# Task goal:
Set down the full listing below word for word; pictures stay out of the copy.
Content starts
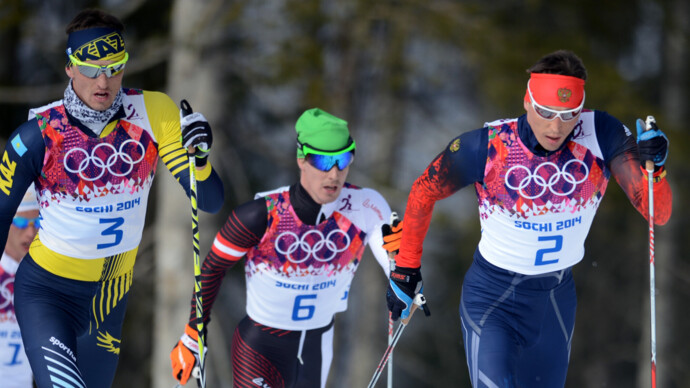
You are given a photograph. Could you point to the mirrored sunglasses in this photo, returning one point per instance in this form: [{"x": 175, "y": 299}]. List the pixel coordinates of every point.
[
  {"x": 94, "y": 71},
  {"x": 327, "y": 162},
  {"x": 23, "y": 222},
  {"x": 551, "y": 114}
]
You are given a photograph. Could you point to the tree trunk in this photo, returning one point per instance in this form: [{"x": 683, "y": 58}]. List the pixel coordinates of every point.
[{"x": 194, "y": 77}]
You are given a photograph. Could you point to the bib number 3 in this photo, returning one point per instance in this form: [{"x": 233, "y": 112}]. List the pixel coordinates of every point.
[{"x": 113, "y": 230}]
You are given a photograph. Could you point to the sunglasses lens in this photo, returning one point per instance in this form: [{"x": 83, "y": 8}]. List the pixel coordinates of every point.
[
  {"x": 569, "y": 115},
  {"x": 20, "y": 222},
  {"x": 547, "y": 114},
  {"x": 23, "y": 222},
  {"x": 326, "y": 162},
  {"x": 88, "y": 71}
]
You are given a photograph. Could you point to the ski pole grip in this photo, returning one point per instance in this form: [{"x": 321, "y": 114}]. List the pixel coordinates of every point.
[
  {"x": 419, "y": 300},
  {"x": 391, "y": 255},
  {"x": 185, "y": 108},
  {"x": 649, "y": 124}
]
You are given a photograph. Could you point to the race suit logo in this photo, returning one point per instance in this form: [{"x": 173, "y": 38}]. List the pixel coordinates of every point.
[
  {"x": 312, "y": 244},
  {"x": 107, "y": 341},
  {"x": 547, "y": 176},
  {"x": 105, "y": 157}
]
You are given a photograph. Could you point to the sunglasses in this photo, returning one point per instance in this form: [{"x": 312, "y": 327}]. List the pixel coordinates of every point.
[
  {"x": 94, "y": 71},
  {"x": 325, "y": 160},
  {"x": 550, "y": 114},
  {"x": 23, "y": 222}
]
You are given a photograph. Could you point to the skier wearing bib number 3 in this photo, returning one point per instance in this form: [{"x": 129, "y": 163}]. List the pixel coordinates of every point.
[
  {"x": 539, "y": 180},
  {"x": 92, "y": 157},
  {"x": 302, "y": 244}
]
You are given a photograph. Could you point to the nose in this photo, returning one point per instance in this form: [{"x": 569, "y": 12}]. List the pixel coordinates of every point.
[
  {"x": 102, "y": 81},
  {"x": 333, "y": 172}
]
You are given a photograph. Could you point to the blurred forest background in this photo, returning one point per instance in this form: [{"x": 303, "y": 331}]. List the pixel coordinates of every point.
[{"x": 408, "y": 75}]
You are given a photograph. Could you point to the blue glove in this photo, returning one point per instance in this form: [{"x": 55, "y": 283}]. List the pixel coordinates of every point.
[
  {"x": 652, "y": 144},
  {"x": 196, "y": 132},
  {"x": 404, "y": 284}
]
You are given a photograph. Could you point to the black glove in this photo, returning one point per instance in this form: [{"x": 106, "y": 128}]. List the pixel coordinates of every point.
[
  {"x": 404, "y": 284},
  {"x": 392, "y": 234},
  {"x": 652, "y": 144},
  {"x": 196, "y": 132}
]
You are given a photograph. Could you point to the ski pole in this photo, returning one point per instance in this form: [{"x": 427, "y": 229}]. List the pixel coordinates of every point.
[
  {"x": 419, "y": 301},
  {"x": 186, "y": 110},
  {"x": 391, "y": 262},
  {"x": 649, "y": 166}
]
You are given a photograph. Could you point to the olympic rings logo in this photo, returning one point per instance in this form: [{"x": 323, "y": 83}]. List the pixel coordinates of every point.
[
  {"x": 107, "y": 164},
  {"x": 328, "y": 242},
  {"x": 6, "y": 294},
  {"x": 566, "y": 174}
]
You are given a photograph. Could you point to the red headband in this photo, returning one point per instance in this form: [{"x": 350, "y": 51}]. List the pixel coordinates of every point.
[{"x": 556, "y": 90}]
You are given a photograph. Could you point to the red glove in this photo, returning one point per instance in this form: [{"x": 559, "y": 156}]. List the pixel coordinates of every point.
[{"x": 184, "y": 357}]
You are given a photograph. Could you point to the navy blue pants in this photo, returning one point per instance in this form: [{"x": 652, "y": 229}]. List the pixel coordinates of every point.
Content ends
# Response area:
You are given a photograph. Could you point to the mirrored sunglasses in this photo, returning one point per instance in this form: [{"x": 175, "y": 299}]. List the pixel coordinates of every point.
[
  {"x": 94, "y": 71},
  {"x": 327, "y": 162},
  {"x": 23, "y": 222},
  {"x": 551, "y": 114}
]
You are given a photograph. Could you point to the tree trunk in this photo, returning one point per instance in this form: [{"x": 683, "y": 58}]. List the pixel coordinates of every point.
[{"x": 194, "y": 77}]
You are given a photograph. Could you point to the bib number 3 in this photo, returning one point per instance in this form: [{"x": 233, "y": 112}]. List the pixel coordinates of every point.
[{"x": 113, "y": 230}]
You are given a photograph. Could you point to the sunglasses lens in this photo, returning one point per instance in this form: [{"x": 83, "y": 8}]. List the pixel coordinates of every point.
[
  {"x": 569, "y": 115},
  {"x": 20, "y": 222},
  {"x": 547, "y": 114},
  {"x": 23, "y": 222},
  {"x": 326, "y": 162},
  {"x": 88, "y": 71}
]
You are given a photograph. Could you point to the ski pole grip in this photo, returning one point per instance in this form: [{"x": 321, "y": 114}]. List the pixel coordinates of every point.
[
  {"x": 419, "y": 300},
  {"x": 391, "y": 255},
  {"x": 185, "y": 108},
  {"x": 649, "y": 124}
]
You are given a photograph. Could you point to the race suit logo in this photo, returning one point per instance in this form: [{"x": 173, "y": 38}]. List the pixel coordinates of every point.
[
  {"x": 312, "y": 244},
  {"x": 107, "y": 341},
  {"x": 547, "y": 176},
  {"x": 105, "y": 157}
]
You are given a photograph. Could you point to the sunglasses in this photo, returning one point per instance in this form: [{"x": 312, "y": 327}]. List the pixel coordinates of every point.
[
  {"x": 94, "y": 71},
  {"x": 325, "y": 160},
  {"x": 550, "y": 114},
  {"x": 23, "y": 222}
]
You are given a photograph. Could you point to the skier wearing bib number 3 in this photo, returning one point per instance in this form: [{"x": 129, "y": 163}]. List the pixel coordinates of every point.
[
  {"x": 539, "y": 180},
  {"x": 92, "y": 157},
  {"x": 302, "y": 244}
]
You are given a photograph. Could you point to the nose in this photo, returning one point per instance in this form: [{"x": 569, "y": 12}]. List the pixel coordinates of every point.
[
  {"x": 102, "y": 81},
  {"x": 333, "y": 172}
]
You are given a photograph. Could you point to the blurred forest background in this photo, returning one point per instance in this form: [{"x": 303, "y": 331}]. List the pixel coordinates of every point.
[{"x": 408, "y": 75}]
You are given a photograph. Could you point to the blue glove in this photo, returning one point per instance in this form: [{"x": 55, "y": 283}]. List the pixel coordinates of every point.
[
  {"x": 652, "y": 144},
  {"x": 196, "y": 132},
  {"x": 404, "y": 284}
]
You are given a photograph. Could you point to the black glove in this photo, returning one point per instance in this form: [{"x": 106, "y": 128}]. List the pixel coordinates of every point.
[
  {"x": 404, "y": 284},
  {"x": 392, "y": 234},
  {"x": 652, "y": 144},
  {"x": 196, "y": 132}
]
You are given a photograph. Could you point to the ski pole in this photo, returning one point per instance in this form: [{"x": 427, "y": 229}]. List the pixel coordinates of every point.
[
  {"x": 419, "y": 301},
  {"x": 186, "y": 110},
  {"x": 391, "y": 262},
  {"x": 649, "y": 166}
]
You are given a photograph. Could you point to the olympic rings logo in this photo, returning one point per instance in this form: [{"x": 323, "y": 83}]. List the pixel coordinates of every point.
[
  {"x": 107, "y": 164},
  {"x": 328, "y": 242},
  {"x": 6, "y": 294},
  {"x": 566, "y": 174}
]
You are given a photograph. Could you point to the red headband in this photo, returning one point per instance in this form: [{"x": 350, "y": 51}]. List the pixel coordinates of every point.
[{"x": 556, "y": 90}]
You are given a photograph. Could you point to the red glove in this photo, returning one point per instance in this form: [{"x": 559, "y": 156}]. List the pixel coordinates of every point.
[{"x": 184, "y": 357}]
You are given a photograph. Could you point to the navy blue pants in this photo, returning one point per instance in this form: [{"x": 652, "y": 229}]. List the pixel coordinates of every point.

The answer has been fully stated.